§ Task to complete
Starting at the line that has "box: [333, 209, 410, 314]" and stopping after the line that has "94L488 170L455 215L407", reproduce the listing below exactly; omit everything else.
Segment Start: Extracted information
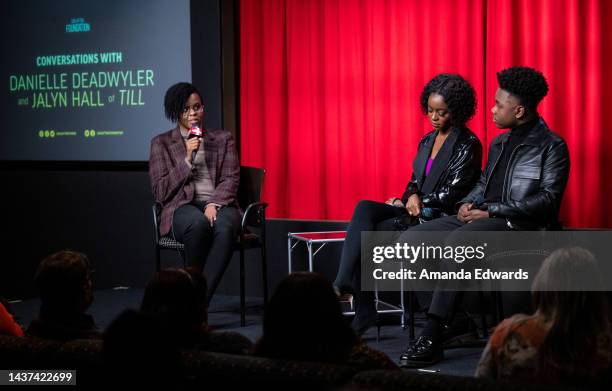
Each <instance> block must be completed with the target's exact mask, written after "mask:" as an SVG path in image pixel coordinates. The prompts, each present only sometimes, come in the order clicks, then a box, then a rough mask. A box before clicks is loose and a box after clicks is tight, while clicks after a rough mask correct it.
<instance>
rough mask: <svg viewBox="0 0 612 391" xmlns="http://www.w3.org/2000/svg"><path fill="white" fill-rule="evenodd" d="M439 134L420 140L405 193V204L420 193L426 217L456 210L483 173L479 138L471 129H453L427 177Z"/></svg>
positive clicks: (428, 136)
mask: <svg viewBox="0 0 612 391" xmlns="http://www.w3.org/2000/svg"><path fill="white" fill-rule="evenodd" d="M437 134H438V133H437V132H436V131H432V132H430V133H428V134H426V135H425V136H424V137H423V138H422V139H421V141H420V142H419V148H418V152H417V156H416V158H415V159H414V161H413V164H412V167H413V169H412V177H411V179H410V182H408V185H407V186H406V190H405V191H404V194H403V195H402V202H403V203H404V204H406V202H407V201H408V198H409V197H410V196H411V195H413V194H418V195H419V197H420V198H421V201H422V202H423V209H422V211H423V212H422V215H423V216H422V217H423V219H424V220H431V219H434V218H438V217H441V216H446V215H452V214H454V213H456V210H455V205H456V204H457V201H458V200H460V199H461V198H462V197H465V195H466V194H467V193H468V192H469V191H470V189H472V188H473V187H474V185H475V184H476V182H477V181H478V177H479V176H480V164H481V161H482V144H481V143H480V140H479V139H478V137H476V135H474V133H472V132H471V131H470V130H469V129H459V128H453V129H452V131H451V133H450V134H449V135H448V138H447V139H446V141H445V142H444V144H443V145H442V148H440V151H438V154H437V155H436V158H435V159H434V163H433V165H432V167H431V170H430V172H429V175H428V176H427V177H425V167H426V165H427V160H428V159H429V156H430V155H431V149H432V147H433V144H434V142H435V140H436V136H437Z"/></svg>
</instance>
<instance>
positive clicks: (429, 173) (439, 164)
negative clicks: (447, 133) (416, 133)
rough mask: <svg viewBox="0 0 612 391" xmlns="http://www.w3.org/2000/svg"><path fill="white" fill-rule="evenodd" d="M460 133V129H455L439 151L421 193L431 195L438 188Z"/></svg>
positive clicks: (450, 158)
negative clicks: (429, 193) (440, 180)
mask: <svg viewBox="0 0 612 391" xmlns="http://www.w3.org/2000/svg"><path fill="white" fill-rule="evenodd" d="M459 132H460V130H459V129H457V128H453V130H452V131H451V134H449V135H448V137H447V138H446V140H444V144H442V148H440V151H438V154H437V155H436V158H435V159H434V162H433V164H432V166H431V170H430V171H429V175H427V177H426V178H425V181H424V182H423V187H422V188H421V193H423V194H429V193H431V192H432V191H433V190H434V189H435V188H436V186H437V184H438V181H439V180H440V176H441V175H442V173H443V172H444V170H445V169H446V167H447V166H448V162H449V161H450V159H451V157H452V156H453V148H454V147H455V142H456V141H457V138H458V137H459ZM432 145H433V143H432Z"/></svg>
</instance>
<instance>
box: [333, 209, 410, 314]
mask: <svg viewBox="0 0 612 391" xmlns="http://www.w3.org/2000/svg"><path fill="white" fill-rule="evenodd" d="M407 217H408V213H407V212H406V209H405V208H398V207H395V206H391V205H387V204H384V203H381V202H374V201H360V202H359V203H358V204H357V206H356V207H355V210H354V211H353V217H352V218H351V222H350V223H349V225H348V228H347V233H346V239H345V240H344V245H343V247H342V256H341V258H340V266H339V268H338V274H337V276H336V280H335V281H334V285H335V286H337V287H339V288H340V289H341V290H351V291H352V292H353V297H354V299H355V304H356V308H355V313H356V315H355V318H356V319H361V318H364V319H367V318H371V317H373V316H375V315H376V306H375V302H374V292H371V291H368V292H362V291H361V232H362V231H396V230H397V229H398V228H399V225H398V224H397V220H398V219H399V220H405V219H406V218H407ZM357 322H359V321H357Z"/></svg>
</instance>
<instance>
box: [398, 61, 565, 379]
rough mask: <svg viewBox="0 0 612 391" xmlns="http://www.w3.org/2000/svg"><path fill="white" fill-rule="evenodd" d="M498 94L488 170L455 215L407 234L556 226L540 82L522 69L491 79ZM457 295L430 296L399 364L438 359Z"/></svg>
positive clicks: (422, 226)
mask: <svg viewBox="0 0 612 391" xmlns="http://www.w3.org/2000/svg"><path fill="white" fill-rule="evenodd" d="M497 80H498V83H499V88H498V90H497V93H496V94H495V106H493V107H492V109H491V112H492V113H493V122H494V123H495V125H496V126H497V127H498V128H501V129H510V132H508V133H503V134H501V135H500V136H498V137H497V138H495V140H493V142H492V143H491V146H490V149H489V156H488V161H487V165H486V167H485V169H484V171H483V173H482V175H481V177H480V179H479V181H478V183H477V184H476V186H475V187H474V188H473V189H472V191H471V192H470V193H469V194H468V195H467V196H466V197H465V198H464V199H463V200H461V201H460V202H459V203H458V206H459V210H458V213H457V215H456V216H448V217H443V218H440V219H436V220H433V221H431V222H428V223H425V224H421V225H419V226H416V227H414V228H411V229H410V230H408V231H406V232H405V233H404V234H403V237H402V238H400V240H403V239H404V238H406V239H409V238H410V234H411V232H414V231H455V230H457V231H509V230H534V229H552V228H554V227H556V226H558V214H559V209H560V206H561V199H562V197H563V192H564V190H565V186H566V184H567V180H568V176H569V168H570V161H569V153H568V149H567V145H566V144H565V141H563V139H562V138H561V137H559V136H558V135H556V134H555V133H553V132H551V131H550V129H549V128H548V126H547V125H546V123H545V122H544V120H543V119H542V118H540V116H539V115H538V112H537V106H538V103H539V102H540V101H541V100H542V98H544V96H546V94H547V93H548V84H547V82H546V79H545V78H544V76H543V75H542V74H541V73H540V72H538V71H536V70H534V69H532V68H527V67H512V68H508V69H505V70H503V71H501V72H499V73H498V74H497ZM459 297H460V292H456V291H447V290H436V291H434V293H433V298H432V301H431V305H430V307H429V311H428V314H427V316H428V321H427V324H426V326H425V328H424V329H423V331H422V333H421V335H420V337H418V338H417V339H416V340H414V341H411V342H410V343H409V345H408V348H407V350H406V352H405V353H403V354H402V356H401V357H400V365H402V366H408V367H420V366H426V365H432V364H434V363H436V362H438V361H440V360H441V359H442V358H443V349H442V331H443V328H444V325H445V324H448V323H449V322H450V320H451V318H452V315H453V313H454V309H455V306H456V305H457V303H458V299H459Z"/></svg>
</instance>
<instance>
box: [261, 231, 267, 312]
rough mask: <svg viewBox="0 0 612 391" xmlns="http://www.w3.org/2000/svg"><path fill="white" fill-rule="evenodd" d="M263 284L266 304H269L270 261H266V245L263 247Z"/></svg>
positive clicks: (261, 270)
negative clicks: (268, 269) (269, 269)
mask: <svg viewBox="0 0 612 391" xmlns="http://www.w3.org/2000/svg"><path fill="white" fill-rule="evenodd" d="M261 283H262V285H263V294H264V295H263V298H264V304H266V303H267V302H268V261H267V260H266V244H265V243H264V244H262V246H261Z"/></svg>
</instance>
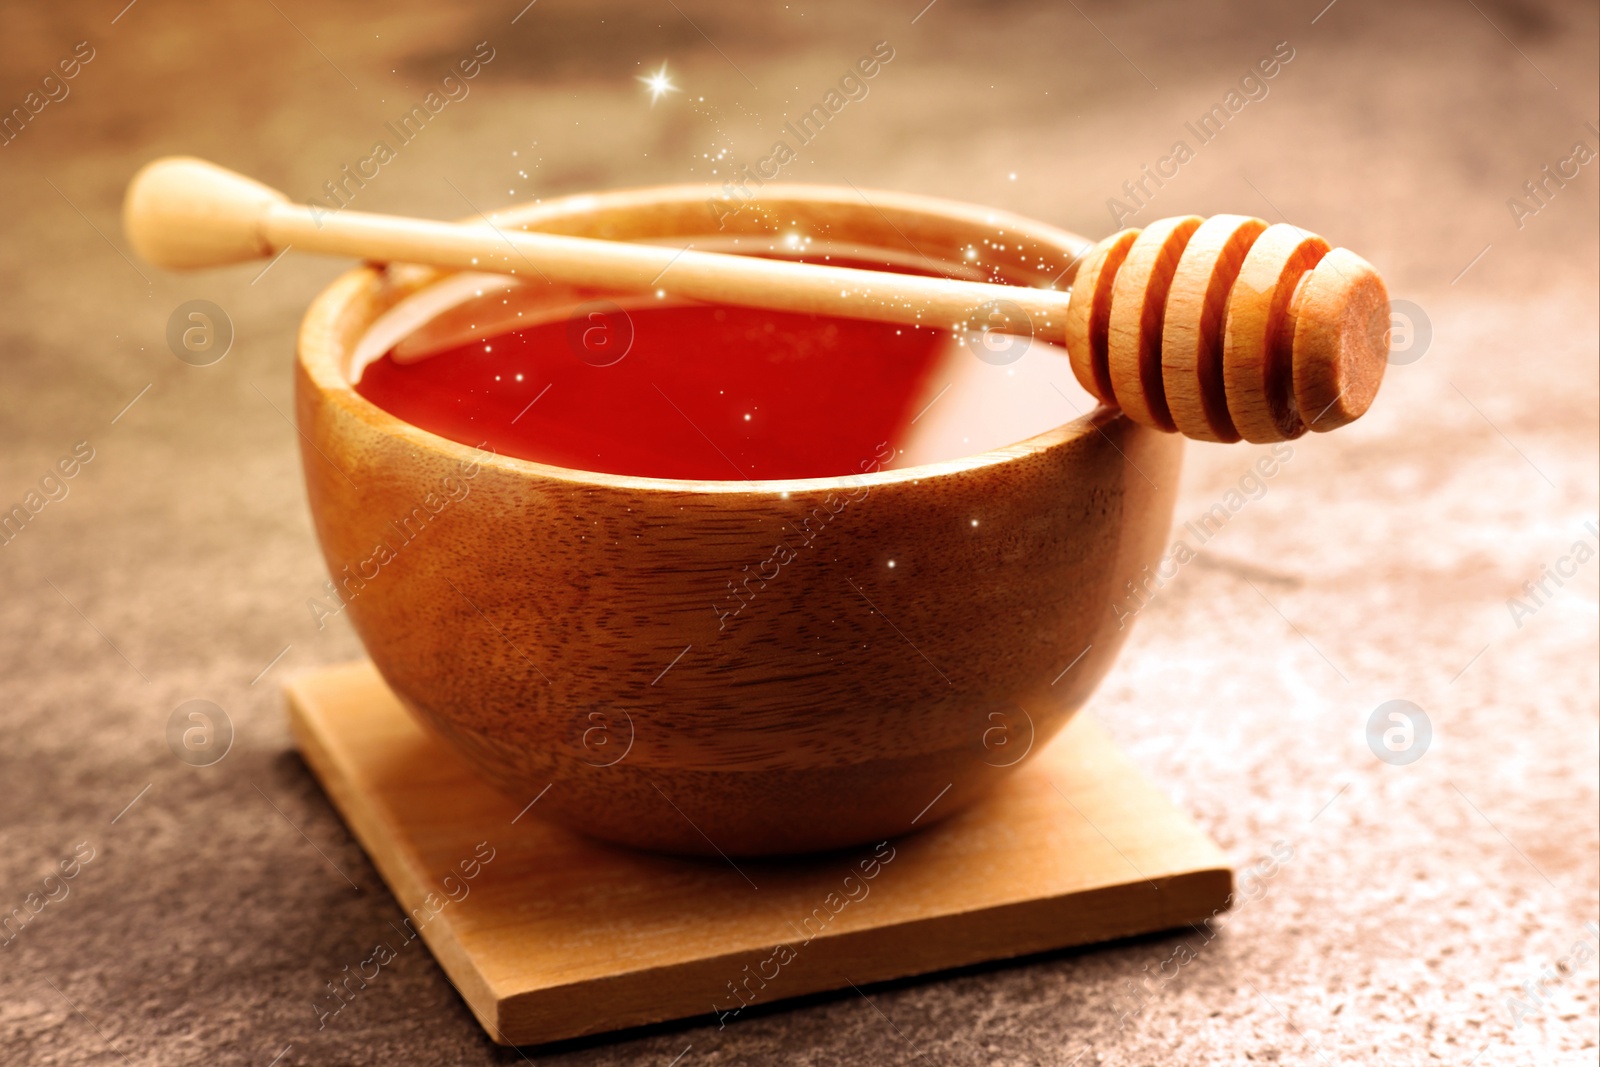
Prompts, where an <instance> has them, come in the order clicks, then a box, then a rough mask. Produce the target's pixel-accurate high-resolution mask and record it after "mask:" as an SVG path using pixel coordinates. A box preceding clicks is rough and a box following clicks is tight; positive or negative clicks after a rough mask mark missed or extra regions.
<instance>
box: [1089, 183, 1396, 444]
mask: <svg viewBox="0 0 1600 1067" xmlns="http://www.w3.org/2000/svg"><path fill="white" fill-rule="evenodd" d="M1387 334H1389V293H1387V290H1386V288H1384V283H1382V278H1381V277H1379V275H1378V272H1376V270H1374V269H1373V266H1371V264H1368V262H1366V261H1365V259H1362V258H1360V256H1357V254H1355V253H1352V251H1349V250H1344V248H1330V246H1328V242H1325V240H1323V238H1322V237H1318V235H1315V234H1310V232H1307V230H1302V229H1299V227H1296V226H1286V224H1277V226H1267V224H1266V222H1264V221H1262V219H1256V218H1250V216H1240V214H1218V216H1213V218H1210V219H1202V218H1200V216H1194V214H1190V216H1181V218H1173V219H1160V221H1157V222H1152V224H1150V226H1147V227H1144V229H1128V230H1122V232H1120V234H1114V235H1110V237H1107V238H1106V240H1102V242H1101V243H1099V245H1096V246H1094V248H1093V250H1090V253H1088V254H1086V256H1085V258H1083V262H1082V266H1080V267H1078V274H1077V280H1075V283H1074V286H1072V301H1070V304H1069V307H1067V352H1069V355H1070V358H1072V371H1074V374H1077V379H1078V382H1080V384H1082V386H1083V387H1085V389H1086V390H1090V392H1091V394H1094V395H1096V397H1098V398H1099V400H1101V402H1102V403H1107V405H1112V406H1117V408H1122V410H1123V411H1125V413H1126V414H1128V418H1131V419H1134V421H1136V422H1141V424H1144V426H1149V427H1152V429H1158V430H1166V432H1173V430H1178V432H1181V434H1184V435H1186V437H1194V438H1197V440H1205V442H1237V440H1240V438H1243V440H1246V442H1256V443H1266V442H1283V440H1291V438H1296V437H1299V435H1301V434H1304V432H1306V430H1318V432H1322V430H1331V429H1334V427H1339V426H1344V424H1346V422H1350V421H1354V419H1357V418H1360V416H1362V414H1363V413H1365V411H1366V408H1368V406H1371V402H1373V397H1374V395H1376V394H1378V386H1379V384H1381V382H1382V373H1384V366H1386V363H1387V354H1389V336H1387Z"/></svg>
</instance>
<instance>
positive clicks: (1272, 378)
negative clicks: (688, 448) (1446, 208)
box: [123, 157, 1389, 442]
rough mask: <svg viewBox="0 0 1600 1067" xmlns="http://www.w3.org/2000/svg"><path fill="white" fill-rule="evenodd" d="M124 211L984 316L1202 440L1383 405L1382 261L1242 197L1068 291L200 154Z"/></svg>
mask: <svg viewBox="0 0 1600 1067" xmlns="http://www.w3.org/2000/svg"><path fill="white" fill-rule="evenodd" d="M485 222H488V221H486V219H485ZM123 226H125V229H126V234H128V238H130V242H131V243H133V246H134V250H136V251H138V253H139V254H141V256H142V258H144V259H147V261H150V262H152V264H155V266H160V267H168V269H179V270H186V269H202V267H221V266H229V264H237V262H246V261H251V259H266V258H269V256H275V254H278V253H280V251H283V250H286V248H290V246H294V248H299V250H302V251H320V253H331V254H344V256H357V258H360V259H370V261H406V262H421V264H429V266H437V267H450V269H458V270H490V272H498V274H525V272H530V274H534V275H539V277H542V278H546V280H557V282H563V283H568V285H576V286H592V288H605V290H622V291H627V290H646V291H648V290H654V288H656V286H658V283H659V282H661V280H662V278H664V275H667V274H669V272H670V286H672V291H674V293H675V294H678V296H686V298H691V299H702V301H712V302H725V304H739V306H747V307H762V309H771V310H787V312H800V314H819V315H838V317H845V318H866V320H875V322H893V323H904V325H922V326H930V325H947V323H954V325H955V326H957V328H962V325H963V323H966V325H968V328H971V323H974V322H978V320H982V322H981V325H982V328H994V330H1000V331H1003V333H1019V334H1030V336H1032V334H1035V333H1040V334H1042V336H1045V338H1056V339H1062V341H1064V342H1066V347H1067V354H1069V357H1070V362H1072V370H1074V373H1075V374H1077V378H1078V381H1080V382H1082V384H1083V387H1085V389H1086V390H1088V392H1091V394H1093V395H1094V397H1098V398H1099V400H1101V402H1104V403H1106V405H1110V406H1118V408H1122V410H1123V411H1125V413H1126V414H1128V416H1130V418H1131V419H1134V421H1136V422H1141V424H1144V426H1149V427H1154V429H1158V430H1165V432H1179V434H1184V435H1187V437H1192V438H1197V440H1205V442H1237V440H1240V438H1243V440H1248V442H1278V440H1288V438H1294V437H1299V435H1301V434H1304V432H1306V430H1307V429H1310V430H1331V429H1334V427H1338V426H1344V424H1346V422H1350V421H1354V419H1357V418H1360V416H1362V414H1363V413H1365V411H1366V408H1368V406H1370V405H1371V402H1373V397H1374V395H1376V394H1378V386H1379V382H1381V381H1382V373H1384V365H1386V363H1387V350H1389V344H1387V330H1389V296H1387V291H1386V290H1384V283H1382V278H1381V277H1379V275H1378V272H1376V270H1374V269H1373V267H1371V264H1368V262H1366V261H1365V259H1362V258H1360V256H1357V254H1355V253H1350V251H1347V250H1344V248H1334V250H1330V246H1328V242H1325V240H1323V238H1320V237H1317V235H1315V234H1307V232H1306V230H1301V229H1298V227H1293V226H1283V224H1278V226H1267V224H1266V222H1262V221H1261V219H1254V218H1246V216H1238V214H1219V216H1214V218H1211V219H1200V218H1198V216H1182V218H1173V219H1162V221H1158V222H1152V224H1150V226H1147V227H1144V229H1142V230H1141V229H1130V230H1122V232H1120V234H1114V235H1112V237H1107V238H1106V240H1102V242H1101V243H1099V245H1096V246H1094V248H1091V250H1090V251H1088V253H1086V254H1085V256H1083V259H1082V262H1080V266H1078V274H1077V278H1075V283H1074V286H1072V290H1070V291H1059V290H1035V288H1026V286H1014V285H997V283H987V282H965V280H957V278H934V277H922V275H906V274H891V272H882V270H859V269H853V267H832V266H821V264H805V262H792V261H782V259H765V258H758V256H738V254H723V253H707V251H696V250H693V248H688V250H680V248H669V246H661V245H638V243H626V242H610V240H597V238H587V237H568V235H562V234H539V232H525V230H501V229H498V227H494V226H493V222H488V226H477V224H454V222H434V221H426V219H408V218H400V216H389V214H370V213H362V211H349V210H342V211H336V213H334V211H314V210H312V208H309V206H302V205H296V203H293V202H290V200H288V197H285V195H283V194H282V192H278V190H275V189H270V187H267V186H262V184H261V182H256V181H253V179H250V178H245V176H243V174H237V173H234V171H229V170H226V168H221V166H216V165H214V163H206V162H205V160H197V158H189V157H170V158H162V160H155V162H152V163H149V165H146V166H144V168H142V170H141V171H139V173H138V174H136V176H134V179H133V181H131V182H130V186H128V197H126V202H125V205H123ZM995 309H1003V310H1000V317H1002V318H1003V322H1000V323H994V318H995V314H994V312H995ZM1013 309H1014V312H1013Z"/></svg>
Segment End: Extracted information
§ Response below
box: [333, 209, 410, 314]
mask: <svg viewBox="0 0 612 391" xmlns="http://www.w3.org/2000/svg"><path fill="white" fill-rule="evenodd" d="M407 217H408V213H407V212H406V209H405V208H398V207H395V206H391V205H387V204H384V203H381V202H374V201H360V202H359V203H358V204H357V206H356V207H355V210H354V211H353V217H352V218H351V222H350V223H349V225H348V228H347V233H346V239H345V240H344V245H343V247H342V256H341V258H340V266H339V268H338V274H337V276H336V280H335V281H334V285H335V286H337V287H339V288H340V289H341V290H351V291H352V292H353V297H354V299H355V304H356V308H355V313H356V315H355V318H356V319H361V318H364V319H367V318H371V317H373V316H375V315H376V306H375V302H374V292H371V291H368V292H362V291H361V232H362V231H396V230H397V229H398V228H399V225H398V224H397V220H398V219H399V220H405V219H406V218H407ZM357 322H359V321H357Z"/></svg>
</instance>
<instance>
box: [398, 61, 565, 379]
rough mask: <svg viewBox="0 0 612 391" xmlns="http://www.w3.org/2000/svg"><path fill="white" fill-rule="evenodd" d="M498 94L488 170L455 215L407 234L556 226L540 82L522 69L491 79ZM457 295L430 296L399 364L438 359Z"/></svg>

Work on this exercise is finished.